• _What the exercise asks_:
Please render every line of the records below as a Markdown table with the columns "Row" and "Line," omitting blank lines and leaving out the pictures.

------ Data entries ------

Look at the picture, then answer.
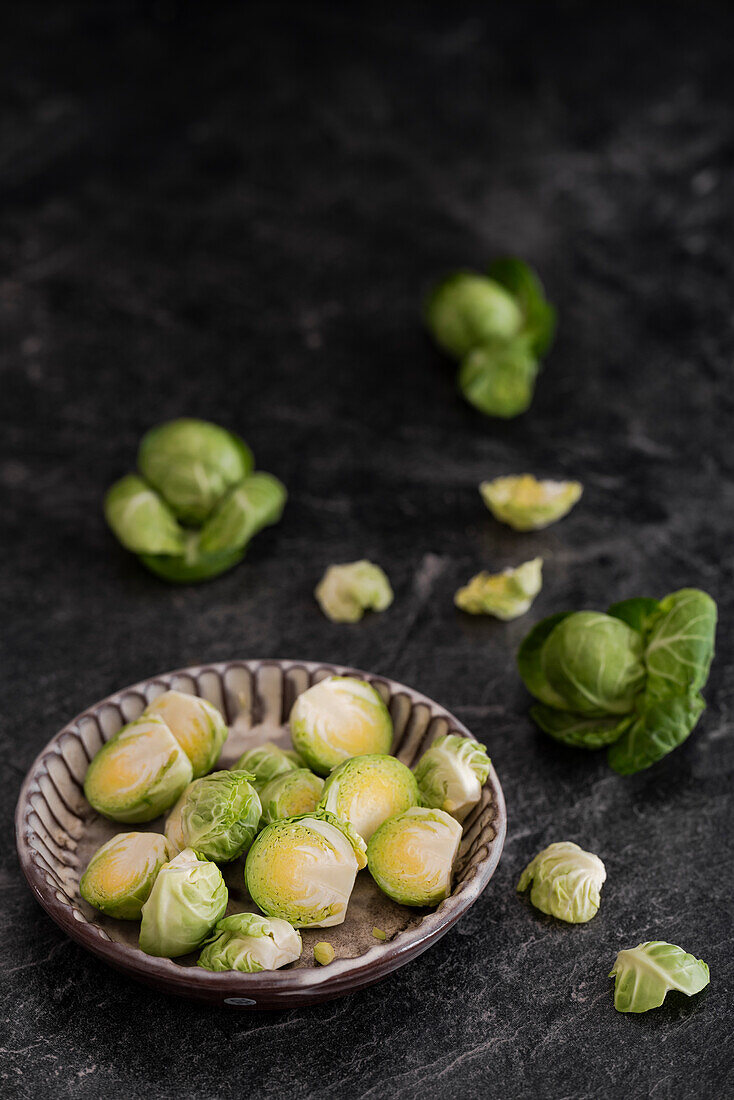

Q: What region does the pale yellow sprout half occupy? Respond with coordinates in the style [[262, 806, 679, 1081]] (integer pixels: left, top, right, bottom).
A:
[[453, 558, 543, 622], [479, 474, 583, 531]]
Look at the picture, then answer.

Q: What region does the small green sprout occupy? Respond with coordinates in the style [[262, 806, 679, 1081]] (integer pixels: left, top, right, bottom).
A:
[[453, 558, 543, 622]]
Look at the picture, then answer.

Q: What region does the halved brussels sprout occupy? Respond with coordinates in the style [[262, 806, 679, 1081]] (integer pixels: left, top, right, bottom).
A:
[[138, 418, 253, 525], [198, 913, 303, 974], [144, 691, 227, 779], [368, 806, 461, 906], [320, 754, 420, 842], [139, 848, 228, 959], [426, 272, 523, 359], [479, 474, 583, 531], [314, 561, 393, 623], [244, 811, 366, 928], [166, 771, 261, 864], [232, 741, 304, 791], [517, 840, 606, 924], [291, 677, 393, 776], [79, 833, 173, 921], [453, 558, 543, 622], [260, 768, 329, 825], [414, 734, 490, 822], [84, 715, 193, 824], [105, 474, 184, 554]]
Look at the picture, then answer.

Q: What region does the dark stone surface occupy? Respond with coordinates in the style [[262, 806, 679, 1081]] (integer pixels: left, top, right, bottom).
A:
[[0, 0, 734, 1100]]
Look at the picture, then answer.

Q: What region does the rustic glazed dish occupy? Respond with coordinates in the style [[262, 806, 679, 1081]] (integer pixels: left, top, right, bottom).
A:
[[15, 660, 506, 1009]]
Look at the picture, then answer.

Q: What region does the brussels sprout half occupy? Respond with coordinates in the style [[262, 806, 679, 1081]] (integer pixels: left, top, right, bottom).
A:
[[479, 474, 583, 531], [368, 806, 461, 906], [166, 771, 261, 864], [143, 691, 227, 779], [414, 734, 490, 822], [314, 561, 393, 623], [84, 715, 193, 824], [139, 848, 228, 958], [79, 833, 173, 921], [198, 913, 303, 974], [244, 811, 366, 928], [291, 677, 393, 776], [319, 754, 420, 842]]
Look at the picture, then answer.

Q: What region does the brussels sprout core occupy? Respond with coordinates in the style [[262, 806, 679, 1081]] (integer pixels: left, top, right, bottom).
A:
[[368, 806, 461, 906], [291, 677, 393, 776], [84, 715, 193, 824], [244, 812, 366, 928], [415, 734, 490, 822], [139, 848, 228, 958], [79, 833, 172, 921], [320, 754, 420, 842], [198, 913, 303, 974], [144, 691, 227, 779]]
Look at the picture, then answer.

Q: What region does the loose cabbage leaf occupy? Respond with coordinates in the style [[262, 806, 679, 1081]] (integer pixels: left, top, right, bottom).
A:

------

• _Result_:
| Row | Line |
|---|---|
| 1 | Look at the picture, then answer. |
| 2 | Q: What region does the pale yellow sprout half occupy? Respond with coordinates in the style [[262, 806, 679, 1081]] (integer pixels: left, top, right, bottom). |
| 3 | A: |
| 4 | [[453, 558, 543, 622], [479, 474, 583, 531]] |
| 5 | Look at the picture, then answer. |
| 6 | Q: What region does the small green sprout occupy? Respond with coordinates in the style [[262, 806, 679, 1081]] (integer pixels: left, top, right, bottom). |
| 7 | A: |
| 8 | [[453, 558, 543, 622]] |
| 9 | Look at the picture, then answer. |
| 10 | Q: What region does the halved brussels sprout occupy? Respond with coordinates in the style [[262, 806, 679, 1081]] (integer pixels: left, top, right, bottom). |
| 11 | A: |
| 12 | [[138, 418, 253, 525], [198, 913, 303, 974], [144, 691, 227, 779], [368, 806, 461, 906], [320, 754, 420, 842], [139, 848, 228, 959], [426, 272, 523, 359], [479, 474, 583, 531], [314, 561, 393, 623], [244, 811, 366, 928], [166, 771, 261, 864], [232, 741, 304, 791], [517, 840, 606, 924], [291, 677, 393, 776], [79, 833, 173, 921], [453, 558, 543, 622], [260, 768, 329, 825], [414, 734, 490, 822], [84, 715, 193, 824], [105, 474, 184, 554]] |
| 13 | Look at the picture, then answer. |
| 14 | Q: What region does the dark stone surface occupy? Respond with coordinates in the style [[262, 806, 679, 1081]] (integer pixels: left, top, right, bottom). |
| 15 | A: |
| 16 | [[0, 0, 734, 1100]] |
| 17 | Look at the picture, then answer. |
| 18 | Q: What region does the rustic glazed dish occupy? Respond with coordinates in the style [[262, 806, 679, 1081]] (integer pixels: left, top, right, bottom). |
| 19 | A: |
| 20 | [[15, 660, 506, 1009]] |
| 21 | Look at the picture, then answer. |
| 22 | Q: What region does the brussels sprout half occupy? Respond with coordinates in the style [[262, 806, 679, 1081]] (integer pixels: left, top, right, bottom). |
| 23 | A: |
| 24 | [[479, 474, 583, 531], [368, 806, 461, 906], [166, 771, 261, 864], [143, 691, 227, 779], [414, 734, 490, 822], [314, 561, 393, 623], [84, 715, 193, 824], [139, 848, 228, 958], [79, 833, 173, 921], [198, 913, 303, 974], [244, 811, 366, 928], [291, 677, 393, 776], [319, 754, 420, 842]] |
| 25 | Look at the picture, then answer. |
| 26 | Q: What region does the brussels sprout core occupy? Respond with coordinates in the style [[262, 806, 679, 1081]] (integer pixels: left, top, right, bottom). |
| 27 | A: |
| 28 | [[368, 806, 461, 906], [291, 677, 393, 776], [84, 715, 193, 824], [244, 812, 366, 928], [415, 734, 490, 822], [139, 848, 228, 958], [79, 833, 172, 921], [320, 754, 420, 842], [198, 913, 303, 974], [144, 691, 227, 779]] |
| 29 | Look at the picture, then answer. |
| 30 | Q: What region does the loose cabbage leaf occupy? Respond with coordinates in the style [[262, 806, 679, 1081]] (integer pixels: left, top, right, bottom). |
| 31 | A: |